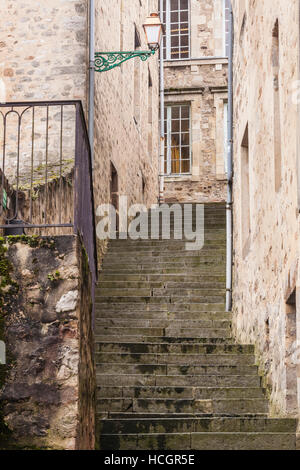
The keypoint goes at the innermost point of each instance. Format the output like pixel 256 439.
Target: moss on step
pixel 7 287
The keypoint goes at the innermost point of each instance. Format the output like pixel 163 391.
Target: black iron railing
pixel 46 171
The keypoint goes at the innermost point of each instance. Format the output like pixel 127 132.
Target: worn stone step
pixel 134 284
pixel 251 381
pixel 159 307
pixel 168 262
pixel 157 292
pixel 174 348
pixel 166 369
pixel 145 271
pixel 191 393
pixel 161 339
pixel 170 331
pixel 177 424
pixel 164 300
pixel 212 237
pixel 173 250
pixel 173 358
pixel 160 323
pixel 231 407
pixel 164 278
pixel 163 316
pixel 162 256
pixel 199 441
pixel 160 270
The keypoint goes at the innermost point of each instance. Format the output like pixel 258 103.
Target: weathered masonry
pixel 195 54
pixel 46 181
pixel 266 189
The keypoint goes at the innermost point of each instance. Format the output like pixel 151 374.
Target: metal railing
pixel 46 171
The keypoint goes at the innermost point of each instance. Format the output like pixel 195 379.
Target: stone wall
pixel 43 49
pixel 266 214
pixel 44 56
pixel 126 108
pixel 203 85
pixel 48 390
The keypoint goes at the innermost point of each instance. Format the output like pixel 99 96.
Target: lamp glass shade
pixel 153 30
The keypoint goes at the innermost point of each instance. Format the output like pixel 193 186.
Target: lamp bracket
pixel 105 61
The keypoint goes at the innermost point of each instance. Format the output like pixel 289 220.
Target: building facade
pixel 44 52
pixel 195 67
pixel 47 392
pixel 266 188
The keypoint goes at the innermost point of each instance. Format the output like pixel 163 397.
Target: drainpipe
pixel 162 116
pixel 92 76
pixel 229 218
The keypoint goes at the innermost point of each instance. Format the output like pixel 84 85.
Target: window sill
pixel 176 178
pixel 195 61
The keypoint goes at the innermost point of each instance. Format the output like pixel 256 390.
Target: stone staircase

**Work to complete:**
Write out the records above exactly as they appear, leaving out any pictures.

**Answer section:**
The keypoint goes at the innermost point of each instance. Format the output like pixel 256 439.
Target: moss on step
pixel 7 287
The keypoint goes at the innermost point of each instance. Format the output like pixel 163 391.
Target: black iron railing
pixel 46 171
The keypoint goes at the innermost point of each instance. Format the output like pixel 127 132.
Target: worn stone step
pixel 134 284
pixel 251 381
pixel 159 307
pixel 168 262
pixel 157 292
pixel 174 348
pixel 166 369
pixel 145 271
pixel 191 393
pixel 161 339
pixel 170 331
pixel 177 424
pixel 164 300
pixel 212 237
pixel 173 250
pixel 173 358
pixel 160 323
pixel 231 407
pixel 164 278
pixel 163 316
pixel 162 256
pixel 199 441
pixel 160 270
The keypoint goes at the innermost point of each instance. Format the output like pixel 258 103.
Target: weathered masonry
pixel 195 54
pixel 46 181
pixel 266 189
The keypoint goes at the innermost point of each instance. Format the output like pixel 151 374.
Target: metal railing
pixel 46 171
The keypoint goes at the innermost point of each instance. Format the output like pixel 195 379.
Target: stone wall
pixel 43 49
pixel 266 214
pixel 44 56
pixel 126 108
pixel 203 85
pixel 48 390
The keypoint goes at the innermost point of each instance. Format the output like pixel 99 96.
Target: lamp glass shade
pixel 153 30
The keypoint goes at the innermost point of each instance. Format the output like pixel 193 186.
Target: lamp bracket
pixel 105 61
The keypoint goes at the innermost point of each instance. Format the output like pixel 289 220.
Target: building facade
pixel 44 52
pixel 195 67
pixel 47 392
pixel 266 188
The keypoint goes at the innermost point of each instance. Format the output like pixel 163 397.
Target: drainpipe
pixel 162 116
pixel 92 76
pixel 229 218
The keypoint goes at the innermost point of each instance. Format the output like pixel 84 85.
Target: window sill
pixel 176 178
pixel 195 61
The keypoint goes at the innermost point of each instance. Format the output like pixel 256 390.
Target: stone staircase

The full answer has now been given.